Try it: Scan the records beneath this line for the line holding "[[27, 177], [616, 572]]" and the line holding "[[36, 641], [260, 103], [302, 698], [535, 577]]", then transcribe exactly those two and all lines between.
* * * *
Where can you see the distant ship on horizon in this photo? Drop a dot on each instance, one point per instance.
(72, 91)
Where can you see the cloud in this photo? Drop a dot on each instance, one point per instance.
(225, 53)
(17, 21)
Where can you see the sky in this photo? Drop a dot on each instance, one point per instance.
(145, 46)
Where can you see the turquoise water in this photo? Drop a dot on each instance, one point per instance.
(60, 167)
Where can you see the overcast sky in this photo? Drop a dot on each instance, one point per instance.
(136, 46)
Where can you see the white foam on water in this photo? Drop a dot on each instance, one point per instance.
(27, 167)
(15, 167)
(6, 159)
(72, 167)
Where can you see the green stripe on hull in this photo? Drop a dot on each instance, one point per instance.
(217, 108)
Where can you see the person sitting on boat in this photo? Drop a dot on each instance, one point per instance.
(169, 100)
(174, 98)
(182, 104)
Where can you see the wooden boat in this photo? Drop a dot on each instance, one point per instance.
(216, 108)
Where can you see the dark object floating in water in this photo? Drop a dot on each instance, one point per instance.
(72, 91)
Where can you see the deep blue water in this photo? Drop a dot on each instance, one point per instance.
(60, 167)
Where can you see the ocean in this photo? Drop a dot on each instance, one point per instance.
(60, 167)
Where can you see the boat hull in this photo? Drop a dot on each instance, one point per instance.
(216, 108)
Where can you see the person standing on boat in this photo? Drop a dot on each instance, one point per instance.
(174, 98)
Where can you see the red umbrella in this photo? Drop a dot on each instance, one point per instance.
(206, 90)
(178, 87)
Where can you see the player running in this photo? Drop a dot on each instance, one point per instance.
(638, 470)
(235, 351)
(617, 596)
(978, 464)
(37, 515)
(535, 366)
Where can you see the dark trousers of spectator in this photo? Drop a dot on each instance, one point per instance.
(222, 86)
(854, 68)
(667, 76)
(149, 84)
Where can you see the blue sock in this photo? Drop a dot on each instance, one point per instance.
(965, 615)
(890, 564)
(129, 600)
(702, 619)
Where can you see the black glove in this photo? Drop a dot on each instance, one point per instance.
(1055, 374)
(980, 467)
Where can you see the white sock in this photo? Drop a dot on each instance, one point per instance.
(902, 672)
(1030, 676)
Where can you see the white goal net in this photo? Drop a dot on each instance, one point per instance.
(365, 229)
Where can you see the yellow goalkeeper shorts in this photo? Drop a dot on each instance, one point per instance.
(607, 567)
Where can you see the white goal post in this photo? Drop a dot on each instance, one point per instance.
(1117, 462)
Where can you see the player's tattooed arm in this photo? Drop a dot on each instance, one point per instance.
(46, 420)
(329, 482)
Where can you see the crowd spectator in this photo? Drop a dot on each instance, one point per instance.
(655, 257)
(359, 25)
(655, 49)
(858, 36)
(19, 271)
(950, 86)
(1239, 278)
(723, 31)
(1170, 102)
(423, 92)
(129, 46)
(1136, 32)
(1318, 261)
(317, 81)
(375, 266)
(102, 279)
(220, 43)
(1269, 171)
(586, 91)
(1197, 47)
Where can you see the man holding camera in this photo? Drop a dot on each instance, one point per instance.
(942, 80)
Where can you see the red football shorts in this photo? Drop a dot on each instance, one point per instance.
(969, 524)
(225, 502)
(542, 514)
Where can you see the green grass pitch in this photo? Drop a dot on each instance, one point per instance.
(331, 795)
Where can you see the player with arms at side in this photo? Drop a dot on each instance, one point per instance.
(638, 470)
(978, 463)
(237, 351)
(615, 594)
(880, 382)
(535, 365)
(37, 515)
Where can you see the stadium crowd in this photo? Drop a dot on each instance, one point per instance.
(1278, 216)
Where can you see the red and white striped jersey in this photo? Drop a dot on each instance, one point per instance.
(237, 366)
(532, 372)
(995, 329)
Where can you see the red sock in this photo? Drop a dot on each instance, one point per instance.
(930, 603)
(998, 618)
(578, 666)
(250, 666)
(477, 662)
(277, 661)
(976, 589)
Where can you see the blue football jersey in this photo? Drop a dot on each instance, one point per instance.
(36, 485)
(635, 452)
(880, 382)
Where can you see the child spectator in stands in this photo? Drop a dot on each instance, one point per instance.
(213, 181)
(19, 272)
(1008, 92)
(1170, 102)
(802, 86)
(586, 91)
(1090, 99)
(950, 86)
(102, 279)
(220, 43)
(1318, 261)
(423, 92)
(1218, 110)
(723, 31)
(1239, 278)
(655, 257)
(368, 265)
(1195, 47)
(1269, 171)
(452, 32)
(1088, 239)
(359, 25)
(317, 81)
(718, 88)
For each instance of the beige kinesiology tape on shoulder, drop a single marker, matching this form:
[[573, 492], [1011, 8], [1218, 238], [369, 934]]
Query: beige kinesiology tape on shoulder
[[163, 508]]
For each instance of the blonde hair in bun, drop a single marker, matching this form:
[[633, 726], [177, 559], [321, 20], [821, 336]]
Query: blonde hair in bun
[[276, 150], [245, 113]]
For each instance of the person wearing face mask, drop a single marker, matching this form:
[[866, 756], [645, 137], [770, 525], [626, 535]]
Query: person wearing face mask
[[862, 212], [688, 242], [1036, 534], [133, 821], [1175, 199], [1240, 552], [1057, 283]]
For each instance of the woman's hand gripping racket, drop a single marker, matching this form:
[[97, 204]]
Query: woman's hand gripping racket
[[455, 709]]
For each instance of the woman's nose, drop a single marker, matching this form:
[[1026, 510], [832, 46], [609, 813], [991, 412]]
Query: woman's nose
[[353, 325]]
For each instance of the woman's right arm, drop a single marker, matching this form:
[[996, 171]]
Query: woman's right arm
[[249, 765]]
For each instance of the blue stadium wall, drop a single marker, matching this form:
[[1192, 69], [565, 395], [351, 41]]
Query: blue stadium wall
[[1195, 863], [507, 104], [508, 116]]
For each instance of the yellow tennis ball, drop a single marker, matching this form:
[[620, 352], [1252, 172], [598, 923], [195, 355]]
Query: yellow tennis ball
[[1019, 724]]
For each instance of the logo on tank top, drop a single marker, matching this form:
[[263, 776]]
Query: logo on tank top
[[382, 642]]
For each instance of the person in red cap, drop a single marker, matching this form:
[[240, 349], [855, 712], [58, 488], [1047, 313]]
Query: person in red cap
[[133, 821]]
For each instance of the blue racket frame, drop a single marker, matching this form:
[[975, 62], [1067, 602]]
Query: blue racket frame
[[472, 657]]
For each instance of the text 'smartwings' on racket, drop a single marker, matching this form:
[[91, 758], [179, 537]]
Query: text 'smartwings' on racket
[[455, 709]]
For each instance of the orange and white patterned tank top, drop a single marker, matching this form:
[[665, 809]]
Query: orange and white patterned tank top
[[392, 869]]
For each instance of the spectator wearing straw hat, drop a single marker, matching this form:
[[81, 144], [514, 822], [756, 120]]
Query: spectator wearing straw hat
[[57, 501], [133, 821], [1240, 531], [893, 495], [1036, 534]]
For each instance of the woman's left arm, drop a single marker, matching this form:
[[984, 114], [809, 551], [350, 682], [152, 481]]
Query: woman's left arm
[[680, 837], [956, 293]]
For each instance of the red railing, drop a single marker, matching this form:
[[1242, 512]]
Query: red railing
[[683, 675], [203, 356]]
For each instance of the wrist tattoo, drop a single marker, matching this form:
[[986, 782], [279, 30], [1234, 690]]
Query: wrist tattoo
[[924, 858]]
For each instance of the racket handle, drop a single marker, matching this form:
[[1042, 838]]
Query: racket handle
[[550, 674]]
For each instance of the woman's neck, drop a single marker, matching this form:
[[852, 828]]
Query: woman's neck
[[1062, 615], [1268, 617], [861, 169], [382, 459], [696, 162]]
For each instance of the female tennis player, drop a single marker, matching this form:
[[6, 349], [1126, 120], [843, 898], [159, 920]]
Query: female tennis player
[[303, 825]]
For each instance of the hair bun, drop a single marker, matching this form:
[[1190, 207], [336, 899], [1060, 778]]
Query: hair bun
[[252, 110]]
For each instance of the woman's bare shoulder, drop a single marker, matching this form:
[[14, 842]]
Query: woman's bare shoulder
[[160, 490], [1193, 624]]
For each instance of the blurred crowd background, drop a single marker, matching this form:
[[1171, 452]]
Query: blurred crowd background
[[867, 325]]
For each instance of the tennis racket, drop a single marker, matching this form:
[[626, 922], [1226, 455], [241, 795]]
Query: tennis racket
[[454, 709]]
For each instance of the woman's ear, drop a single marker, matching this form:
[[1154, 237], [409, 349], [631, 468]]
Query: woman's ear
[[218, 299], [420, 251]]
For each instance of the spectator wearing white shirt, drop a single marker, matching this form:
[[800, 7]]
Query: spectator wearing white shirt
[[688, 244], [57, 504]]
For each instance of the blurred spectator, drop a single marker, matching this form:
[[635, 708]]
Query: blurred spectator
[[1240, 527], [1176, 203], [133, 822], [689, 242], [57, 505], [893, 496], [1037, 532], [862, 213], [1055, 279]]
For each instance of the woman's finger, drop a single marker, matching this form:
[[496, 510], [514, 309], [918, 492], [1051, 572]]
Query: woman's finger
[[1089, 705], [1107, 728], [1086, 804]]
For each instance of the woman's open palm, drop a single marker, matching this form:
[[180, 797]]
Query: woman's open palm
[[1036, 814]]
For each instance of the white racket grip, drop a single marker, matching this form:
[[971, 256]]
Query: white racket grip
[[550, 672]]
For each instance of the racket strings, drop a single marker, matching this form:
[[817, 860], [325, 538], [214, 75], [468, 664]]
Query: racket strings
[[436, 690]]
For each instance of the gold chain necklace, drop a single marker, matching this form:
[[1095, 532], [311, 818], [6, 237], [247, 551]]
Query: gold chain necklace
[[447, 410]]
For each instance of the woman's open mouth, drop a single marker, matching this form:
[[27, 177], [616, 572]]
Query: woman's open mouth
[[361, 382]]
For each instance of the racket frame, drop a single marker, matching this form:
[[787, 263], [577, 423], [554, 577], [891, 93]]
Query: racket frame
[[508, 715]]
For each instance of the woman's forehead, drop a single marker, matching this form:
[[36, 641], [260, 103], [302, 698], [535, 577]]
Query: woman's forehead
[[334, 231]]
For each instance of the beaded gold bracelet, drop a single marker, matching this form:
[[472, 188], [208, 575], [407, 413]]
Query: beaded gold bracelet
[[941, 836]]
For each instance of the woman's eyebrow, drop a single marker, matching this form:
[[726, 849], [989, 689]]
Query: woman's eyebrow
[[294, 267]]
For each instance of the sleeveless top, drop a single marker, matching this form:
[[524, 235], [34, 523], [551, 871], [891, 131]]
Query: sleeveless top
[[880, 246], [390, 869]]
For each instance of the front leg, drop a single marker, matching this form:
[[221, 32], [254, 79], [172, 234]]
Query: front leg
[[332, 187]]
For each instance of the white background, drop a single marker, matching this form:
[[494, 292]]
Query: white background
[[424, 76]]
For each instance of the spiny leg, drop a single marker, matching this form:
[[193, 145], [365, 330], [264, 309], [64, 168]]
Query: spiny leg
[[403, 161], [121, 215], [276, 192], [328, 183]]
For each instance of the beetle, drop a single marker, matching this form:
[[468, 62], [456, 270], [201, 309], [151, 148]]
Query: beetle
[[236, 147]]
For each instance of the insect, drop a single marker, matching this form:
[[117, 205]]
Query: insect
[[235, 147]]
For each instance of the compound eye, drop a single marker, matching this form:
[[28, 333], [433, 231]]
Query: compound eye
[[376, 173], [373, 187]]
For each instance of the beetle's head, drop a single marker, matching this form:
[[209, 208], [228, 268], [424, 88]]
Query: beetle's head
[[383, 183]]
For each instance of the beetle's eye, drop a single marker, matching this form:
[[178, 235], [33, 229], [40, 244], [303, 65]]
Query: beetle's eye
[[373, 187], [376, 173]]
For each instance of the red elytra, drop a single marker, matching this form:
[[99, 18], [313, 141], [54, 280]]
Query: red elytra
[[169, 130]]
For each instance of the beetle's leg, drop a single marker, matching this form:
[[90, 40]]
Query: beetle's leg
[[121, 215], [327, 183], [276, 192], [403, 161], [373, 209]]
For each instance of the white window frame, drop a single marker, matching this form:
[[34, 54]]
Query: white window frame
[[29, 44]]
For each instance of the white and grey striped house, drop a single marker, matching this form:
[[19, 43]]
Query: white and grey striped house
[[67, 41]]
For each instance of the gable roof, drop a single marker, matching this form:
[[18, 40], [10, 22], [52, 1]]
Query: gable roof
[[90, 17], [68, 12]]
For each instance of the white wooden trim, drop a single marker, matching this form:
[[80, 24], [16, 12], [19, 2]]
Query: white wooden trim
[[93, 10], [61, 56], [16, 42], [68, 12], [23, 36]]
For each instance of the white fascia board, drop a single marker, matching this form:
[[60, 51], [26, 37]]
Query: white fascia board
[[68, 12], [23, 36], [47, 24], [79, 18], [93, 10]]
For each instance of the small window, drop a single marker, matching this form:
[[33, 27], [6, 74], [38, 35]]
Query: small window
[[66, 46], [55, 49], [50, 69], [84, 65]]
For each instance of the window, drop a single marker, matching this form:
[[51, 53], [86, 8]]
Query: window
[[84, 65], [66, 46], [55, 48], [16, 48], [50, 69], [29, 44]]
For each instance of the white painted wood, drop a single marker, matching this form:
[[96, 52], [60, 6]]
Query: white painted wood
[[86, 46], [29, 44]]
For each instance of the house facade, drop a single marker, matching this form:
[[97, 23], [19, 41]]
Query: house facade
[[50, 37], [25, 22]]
* * * *
Solution for this problem:
[[27, 177], [616, 572]]
Query: woman's open mouth
[[361, 382]]
For each instance of the racket frame, drop a single marker, matching this form:
[[787, 263], [577, 423], [554, 577], [891, 93]]
Query: racket frame
[[508, 715]]
For each instance of the woman's forehead, drop a single marker, matching this form:
[[36, 641], [260, 103], [302, 698], [535, 577]]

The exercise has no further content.